Wat je doet:
(a) Bewerk een deel van het tekstfragment: schrijf het opnieuw uit van "Deze campagne streeft" tot "in te lichten." en zet daarbij "hoofd" in plaats van "directeur".
(b) Beantwoord met behulp van het tekstfragment de volgende vragen:
(i) Door wie werd Rustum Ghazaleh van zijn functie ontheven?
(ii) Hoeveel agenten zou de Syrische Militaire veiligheidsdienst hebben belast met het doorgeven van inlichtingen?
(iii) Wat mengt de campagne volgens het tekstfragment om twijfel te zaaien?

Tekstfragment:
⟨

Deze campagne streeft ernaar de Anti-Daesh coalitie te veranderen in een bondgenootschap om daarmee de Arabisch Syrische Republiek ten val te brengen.

Zoals het goede propaganda betaamt mengt ze waarheid en leugen om twijfel te zaaien.

• Drie maanden geleden heeft een onderzoek van de Militaire veiligheidsdienst uitgewezen dat de directeur van de Inlichtingendienst, Rustum Ghazaleh, waarschijnlijk met Daesh oliesmokkel had gepleegd. Hij was daarvoor door president Bashar al-Assad van zijn functie ontheven en gestraft met huisarrest. Een maand later kwam hij te overlijden aan het Guillain-Barré syndroom.

• De Syrische Militaire veiligheidsdienst heeft het Islamitische Emiraat geïnfiltreerd en zou 180 agenten hebben belast hem over hun plannen in te lichten.

⟩

Opgeslagen gegevens:
⟨

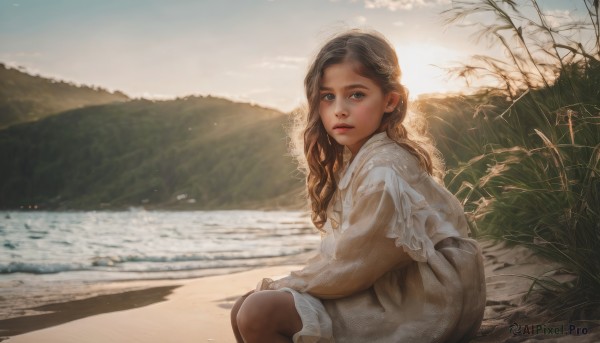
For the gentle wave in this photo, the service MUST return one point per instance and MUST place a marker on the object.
(38, 243)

⟩

Antwoorden opdrachten:
(a)
Deze campagne streeft ernaar de Anti-Daesh coalitie te veranderen in een bondgenootschap om daarmee de Arabisch Syrische Republiek ten val te brengen.

Zoals het goede propaganda betaamt mengt ze waarheid en leugen om twijfel te zaaien.

• Drie maanden geleden heeft een onderzoek van de Militaire veiligheidsdienst uitgewezen dat de hoofd van de Inlichtingendienst, Rustum Ghazaleh, waarschijnlijk met Daesh oliesmokkel had gepleegd. Hij was daarvoor door president Bashar al-Assad van zijn functie ontheven en gestraft met huisarrest. Een maand later kwam hij te overlijden aan het Guillain-Barré syndroom.

• De Syrische Militaire veiligheidsdienst heeft het Islamitische Emiraat geïnfiltreerd en zou 180 agenten hebben belast hem over hun plannen in te lichten.

(b)
(i) Door president Bashar al-Assad.
(ii) 180 agenten.
(iii) Waarheid en leugen.